*** Opening TEXT ***

Wednesday, January 29, 2014

The Fifth Sense

Do you know what Anosmia is? It’s a disorder in which the patient loses the sense of smell. Medical science and society hasn’t paid much attention to this disorder. The lack of awareness and support for the sufferers of anosmia is so much, that a patient in UK started an organization called Fifth Sense to promote awareness and offer support to anosmiacs.
It is easy to understand why society does not pay much attention to anosmia. After all, losing the ability to smell does not sound like a big disaster, right? People should be able to get on with life, with a little inconvenience. We all experience this when we get bad cold. Smell seems to be the least important of the five senses, after taste.
Nothing is further from truth. The ability to smell, called Olfaction, has a very important place in our life. It is true that it does not seem to have much significance is our daily routine. But it is because we take it for granted. Let’s see the place olfaction plays in our life.
Smell bonds us to our close family. A newborn baby gets locked to the smell of the breast of its mother. This smell has a soothing effect on the baby. This might be the reason why crying babies calm down when held by their mother. The odor of close relatives, like parents, children or siblings, does not appear to us as smell. Brain processes these odors differently to create a feeling of familiarity and comfort in us.
Olfaction helps us in choosing our food. We detect the quality of our food from its smell. Remember how we feel disgusted if the food has gone a little bad? It is a built in mechanism to protect us from dangerous food, triggered by smell. It seems we can also detect the content of the food by smelling it. In an interesting piece of research, scientists have found that people can detect which food has more fat in it by its smell.

*** Closing TEXT ***

**EXERCISE TASKS**
(1) Summarize the anosmia article in two sentences.
(2) Quote the anosmia article from "Do you know" to "support to anosmiacs.", both ends included.
(3) Continue the anosmia article from the point where it stops.

*** Opening DATASET ***

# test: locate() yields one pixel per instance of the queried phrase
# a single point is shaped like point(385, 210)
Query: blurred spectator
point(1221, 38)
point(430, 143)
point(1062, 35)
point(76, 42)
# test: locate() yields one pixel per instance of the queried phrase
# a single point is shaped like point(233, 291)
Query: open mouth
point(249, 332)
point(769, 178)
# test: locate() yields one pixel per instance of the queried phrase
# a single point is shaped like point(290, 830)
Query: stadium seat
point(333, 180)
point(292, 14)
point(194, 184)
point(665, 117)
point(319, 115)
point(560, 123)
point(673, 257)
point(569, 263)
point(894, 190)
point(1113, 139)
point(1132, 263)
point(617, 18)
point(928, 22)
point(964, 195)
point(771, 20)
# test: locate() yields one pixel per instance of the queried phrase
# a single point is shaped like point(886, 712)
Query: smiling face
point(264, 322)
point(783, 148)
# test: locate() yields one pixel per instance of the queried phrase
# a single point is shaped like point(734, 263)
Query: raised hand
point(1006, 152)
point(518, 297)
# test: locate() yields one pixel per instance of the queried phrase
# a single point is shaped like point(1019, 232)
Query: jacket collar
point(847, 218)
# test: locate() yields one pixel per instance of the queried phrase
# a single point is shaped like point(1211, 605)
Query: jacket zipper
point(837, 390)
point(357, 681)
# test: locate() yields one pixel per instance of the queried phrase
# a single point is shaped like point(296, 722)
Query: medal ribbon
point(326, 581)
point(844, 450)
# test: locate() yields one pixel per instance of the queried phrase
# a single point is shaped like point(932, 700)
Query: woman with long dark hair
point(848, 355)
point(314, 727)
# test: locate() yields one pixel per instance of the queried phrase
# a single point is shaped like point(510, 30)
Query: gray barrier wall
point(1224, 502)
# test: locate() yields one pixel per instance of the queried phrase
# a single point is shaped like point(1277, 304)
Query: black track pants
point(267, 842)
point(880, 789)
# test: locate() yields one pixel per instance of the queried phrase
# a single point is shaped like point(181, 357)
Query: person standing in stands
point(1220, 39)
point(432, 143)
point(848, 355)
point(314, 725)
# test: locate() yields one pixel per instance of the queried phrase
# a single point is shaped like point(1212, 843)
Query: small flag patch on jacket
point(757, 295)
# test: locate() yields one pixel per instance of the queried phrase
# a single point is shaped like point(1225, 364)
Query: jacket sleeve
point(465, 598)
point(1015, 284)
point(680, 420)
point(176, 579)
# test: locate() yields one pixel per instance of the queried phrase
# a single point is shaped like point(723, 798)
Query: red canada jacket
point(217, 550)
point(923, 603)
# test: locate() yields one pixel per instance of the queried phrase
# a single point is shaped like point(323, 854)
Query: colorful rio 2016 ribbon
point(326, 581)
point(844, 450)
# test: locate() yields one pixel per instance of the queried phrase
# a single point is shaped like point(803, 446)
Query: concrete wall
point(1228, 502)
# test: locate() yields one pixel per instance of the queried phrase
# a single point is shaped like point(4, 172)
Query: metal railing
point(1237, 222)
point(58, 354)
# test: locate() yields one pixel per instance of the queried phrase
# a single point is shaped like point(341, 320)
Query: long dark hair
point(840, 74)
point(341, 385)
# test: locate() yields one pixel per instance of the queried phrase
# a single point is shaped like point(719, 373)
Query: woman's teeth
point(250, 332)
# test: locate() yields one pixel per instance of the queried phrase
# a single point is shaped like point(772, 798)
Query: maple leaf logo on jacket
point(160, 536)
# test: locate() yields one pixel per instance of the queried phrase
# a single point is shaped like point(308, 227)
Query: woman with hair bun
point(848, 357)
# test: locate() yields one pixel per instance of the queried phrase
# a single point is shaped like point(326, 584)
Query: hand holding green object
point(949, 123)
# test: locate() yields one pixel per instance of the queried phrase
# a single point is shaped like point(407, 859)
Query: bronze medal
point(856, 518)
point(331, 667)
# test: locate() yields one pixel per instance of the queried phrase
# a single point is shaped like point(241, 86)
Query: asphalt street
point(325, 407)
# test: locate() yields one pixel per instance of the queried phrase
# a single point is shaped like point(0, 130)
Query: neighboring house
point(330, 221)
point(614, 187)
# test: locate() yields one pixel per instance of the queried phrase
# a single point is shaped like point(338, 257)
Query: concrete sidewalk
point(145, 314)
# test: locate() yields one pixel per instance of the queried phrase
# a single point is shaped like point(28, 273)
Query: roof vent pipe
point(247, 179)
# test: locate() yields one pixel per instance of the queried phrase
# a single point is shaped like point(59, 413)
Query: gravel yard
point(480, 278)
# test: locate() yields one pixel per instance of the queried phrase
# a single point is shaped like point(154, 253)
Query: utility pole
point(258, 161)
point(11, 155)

*** Closing DATASET ***

**ANSWERS GIVEN**
(1) Anosmia is a disorder in which the patient loses the sense of smell, and awareness and support for sufferers are so lacking that a patient in the UK started an organization called Fifth Sense. Although smell seems the least important of the five senses, olfaction has a very important place in our life: it bonds us to close family and helps us choose food by detecting its quality and even its fat content.

(2)
Do you know what Anosmia is? It’s a disorder in which the patient loses the sense of smell. Medical science and society hasn’t paid much attention to this disorder. The lack of awareness and support for the sufferers of anosmia is so much, that a patient in UK started an organization called Fifth Sense to promote awareness and offer support to anosmiacs.

(3)
Thus in important matters of family bonding and food, olfaction is vital. But apart from this, it has a strong connection with emotions and mental health. Anxiety and fear can be triggered by disagreeable smells, and pleasant smells can trigger a sense of well being. Smells have a special memory facility in the brain, called Olfactory Memory. This memory gets linked to other memories, both good and bad. This is the reason why certain smells invoke past memories and strong emotions. A smell sometimes fills us with joy or moves us to tears, seemingly without reason. We have forgotten the incident but have retained the olfactory memory.
Researchers have found that the ability to smell gets affected in mental diseases like Schizophrenia. On the other side, losing ability to smell affects mental health adversely. We have seen above the disorder anosmia. The patients of anosmia experience depression and difficulty in social bonding. Most of the flavour of food comes from the sense of smell. Thus these patients lose interest in food, lose weight and even become anorexic.
Such is the important but neglected fifth sense – smell. So far, the research on this sense has been very limited. In 2004, a Nobel prize was awarded to two scientists for finding out how sense of smell works. A lot of research is now going on. I am sure it will bring up a lot of sweet smelling surprises.